# Best CA or alternative finish



## Jim H (Aug 14, 2018)

Ok, I know this will be a can of worms :biggrin:
I have been away from pen turning and turning in general for quite awhile. 
Have been reading the finish forum and think I want to use one of the new flex CA’s as I have had some minor cracking in the past. Would also like low odor, but can use dc and respiratory protection. 
Trying to decide between the BSI Super Gold+, and the Mercury flex. Any recommendations? 
I’m also not stuck on C.A. if there is a better, quick to apply, long lasting finish that you want to recommend. 
I primarily will be turning hybrid blanks, but not exclusively. 

Thanks in advance for your recommendations and time sharing.


----------



## edstreet (Aug 14, 2018)

I know super gold+ is odorless and likely the better of the two.


----------



## ed4copies (Aug 14, 2018)

https://www.youtube.com/watch?v=5mXLiuV2kzw&t=1s


Take a look and judge for yourself!

- _DATASET EXTRACT_:
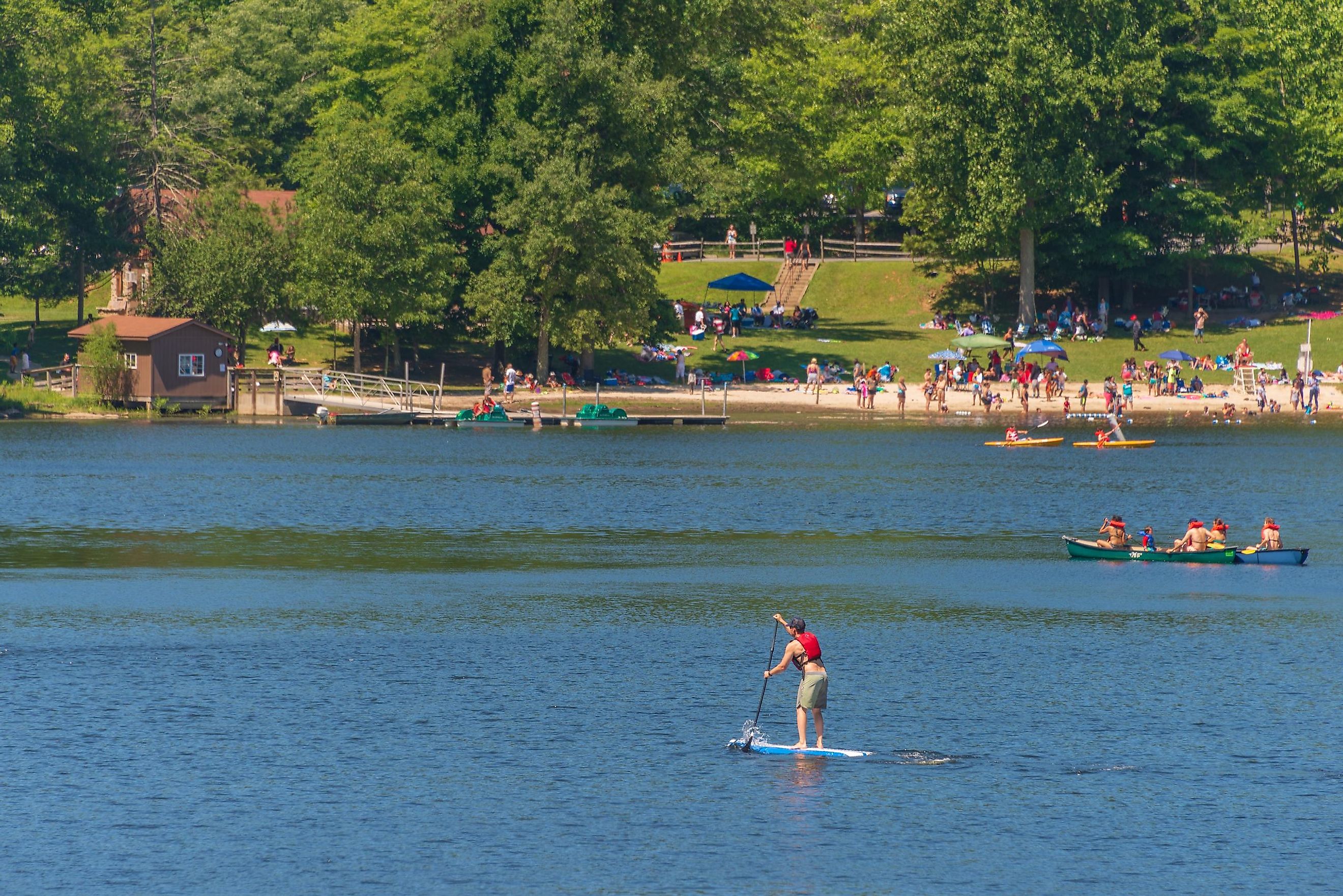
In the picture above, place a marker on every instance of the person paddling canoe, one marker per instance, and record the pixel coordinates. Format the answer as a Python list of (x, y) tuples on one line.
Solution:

- _DIRECTIONS_:
A: Reproduce the passage in the forum thread on CA finishes starting at "I’m also not" and ending at "and time sharing.".
B: In the forum thread on CA finishes, which two CA products is the opening poster trying to decide between?

- _RESULTS FOR EACH TASK_:
A:
I’m also not stuck on C.A. if there is a better, quick to apply, long lasting finish that you want to recommend. 
I primarily will be turning hybrid blanks, but not exclusively. 

Thanks in advance for your recommendations and time sharing.

B: The BSI Super Gold+ and the Mercury flex.